Your tasks:
(a) Translate this sentence from the article on the Co-operative Group's annual results into Spanish: "Tesco currently has around 2,714 minimarkets to Coop’s 3,075."
(b) From the article on the Co-operative Group's annual results, reproduce word for word the stretch from "As it enters" through "Executive Steve Murrells.".

The Co-operative Group in the UK has released annual results, showing positive like-for-like momentum for its food business but an overall group loss on further write-downs for its banking arm. For the year to December 2016, food sales increased 1% to GBP7.1bn (EUR8.29bn), up 3.5% on a like-for-like basis driven by a focus on convenience, rebranding and investment in pricing.

Co-operative Group posted a pre-tax loss of GBP132mn (EUR154.13mn), as it valued its remaining 20% stake in the troubled Co-operative Bank at nil. This was its first loss since 2013 and a sharp fall from the previous year’s profit of GBP23mn (EUR26.86mn). At its food division, operating profit increased 3.5% on property disposals although underlying profit edged down 2.2% to GBP182mn (EUR212.51mn).

As it enters the final phase of its Rebuild strategy the group demonstrated an increase in the number of loyal shoppers – the group reached four million active Coop members at year-end and expects to reach its goal of adding one million new members a year earlier than planned.  Priorities for the coming year include ensuring its business is “ready for the digital age”. The group is also looking to infill with new stores in markets where space allows and “challenge existing providers”, according to Group Chief Executive Steve Murrells.


Opinion

Is it Really Ready to Challenge?

The latest results for The Co-operative show a mixed state of affairs. Clearly the group is enjoying success in rebuilding its business as it revamps its stores and attracts new, loyal shoppers and members. The convenience channel is growing in the UK and 3.5% increase in like-for-like sales puts the group slightly ahead of average growth as it differentiates on fresh food, local provenance and sustainability initiatives.

However, the distraction of an ailing bank (even one in which it owns only 20% now) and associated writedowns makes life more difficult for the Coop at a crucial time – in the face of growing competition from Tesco’s planned acquisition of Booker. Tesco currently has around 2,714 minimarkets to Coop’s 3,075. Assuming competition authority approval, the acquisition would add up to 4,800 more stores in the channel for Tesco, giving it channel leadership in terms of stores and revenue as well as the opportunity to leverage scale across these businesses (Tesco Express, Premier, Londis and Budgens). The group already admitted that all of its markets remained "fiercely competitive" with a challenging economic backdrop. With Tesco and Booker, competition is potentially set to intensify significantly in the coming months.

In addition, while it is encouraging to hear that digitalisation is a priority at last, this is an area where it has been slow on the uptake. It is unclear whether by digitalisation the group is looking to simply update its membership scheme or perhaps thinking of finally tapping into another fast-growing UK channel – e-commerce, where other than a small pilot it has been notably absent. Click & collect would be an obvious first step to leverage the group’s network of stores around the UK, perhaps broadening the range it can then offer in smaller stores and driving loyalty. Whilst focusing on the right areas of its business, it is our view that The Co-operative needs to learn to go a little bit faster, in order to not get left behind in the wake of Tesco, Booker and an intensely competitive market.

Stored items
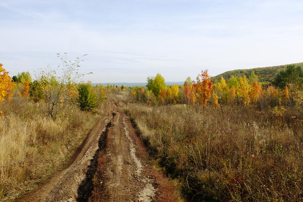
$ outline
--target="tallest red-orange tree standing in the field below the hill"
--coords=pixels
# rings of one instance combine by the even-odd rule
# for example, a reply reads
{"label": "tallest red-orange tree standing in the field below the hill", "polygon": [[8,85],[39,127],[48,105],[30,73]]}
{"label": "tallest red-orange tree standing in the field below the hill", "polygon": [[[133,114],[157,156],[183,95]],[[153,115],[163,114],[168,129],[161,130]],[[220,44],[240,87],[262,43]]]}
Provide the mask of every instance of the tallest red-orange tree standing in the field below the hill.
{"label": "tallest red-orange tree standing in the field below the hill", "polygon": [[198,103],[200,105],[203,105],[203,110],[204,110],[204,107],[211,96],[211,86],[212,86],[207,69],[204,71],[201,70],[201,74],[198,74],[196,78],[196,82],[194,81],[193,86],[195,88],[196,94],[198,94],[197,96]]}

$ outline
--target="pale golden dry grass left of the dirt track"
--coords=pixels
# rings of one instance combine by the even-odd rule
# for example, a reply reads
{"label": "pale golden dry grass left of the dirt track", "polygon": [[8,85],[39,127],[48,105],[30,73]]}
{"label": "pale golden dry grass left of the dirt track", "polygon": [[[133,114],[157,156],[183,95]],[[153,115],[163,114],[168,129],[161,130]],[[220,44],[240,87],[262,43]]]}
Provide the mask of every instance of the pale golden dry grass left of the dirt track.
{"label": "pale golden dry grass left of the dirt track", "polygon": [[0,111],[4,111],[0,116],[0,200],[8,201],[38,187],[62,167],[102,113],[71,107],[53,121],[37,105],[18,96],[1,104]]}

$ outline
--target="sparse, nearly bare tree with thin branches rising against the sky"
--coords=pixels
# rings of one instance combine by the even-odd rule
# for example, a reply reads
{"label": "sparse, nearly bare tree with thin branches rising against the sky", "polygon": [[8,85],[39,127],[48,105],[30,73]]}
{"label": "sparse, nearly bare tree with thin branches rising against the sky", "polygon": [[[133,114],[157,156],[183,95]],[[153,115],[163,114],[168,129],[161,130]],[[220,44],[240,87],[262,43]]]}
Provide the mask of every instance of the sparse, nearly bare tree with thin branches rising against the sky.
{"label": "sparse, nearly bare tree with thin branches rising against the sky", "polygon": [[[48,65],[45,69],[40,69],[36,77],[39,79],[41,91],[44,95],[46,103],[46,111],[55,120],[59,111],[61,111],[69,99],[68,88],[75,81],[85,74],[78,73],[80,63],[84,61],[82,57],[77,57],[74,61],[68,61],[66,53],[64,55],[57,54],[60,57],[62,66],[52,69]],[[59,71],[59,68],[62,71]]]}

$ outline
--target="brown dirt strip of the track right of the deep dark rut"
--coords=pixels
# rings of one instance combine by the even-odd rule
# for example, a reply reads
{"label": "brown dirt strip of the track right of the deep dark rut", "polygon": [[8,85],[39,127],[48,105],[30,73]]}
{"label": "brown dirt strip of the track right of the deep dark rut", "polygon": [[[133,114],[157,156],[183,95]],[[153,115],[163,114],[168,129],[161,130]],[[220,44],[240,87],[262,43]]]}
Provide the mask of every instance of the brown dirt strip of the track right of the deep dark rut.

Task responses:
(a) Tesco tiene actualmente alrededor de 2.714 minimercados, frente a los 3.075 de Coop.

(b)
As it enters the final phase of its Rebuild strategy the group demonstrated an increase in the number of loyal shoppers – the group reached four million active Coop members at year-end and expects to reach its goal of adding one million new members a year earlier than planned.  Priorities for the coming year include ensuring its business is “ready for the digital age”. The group is also looking to infill with new stores in markets where space allows and “challenge existing providers”, according to Group Chief Executive Steve Murrells.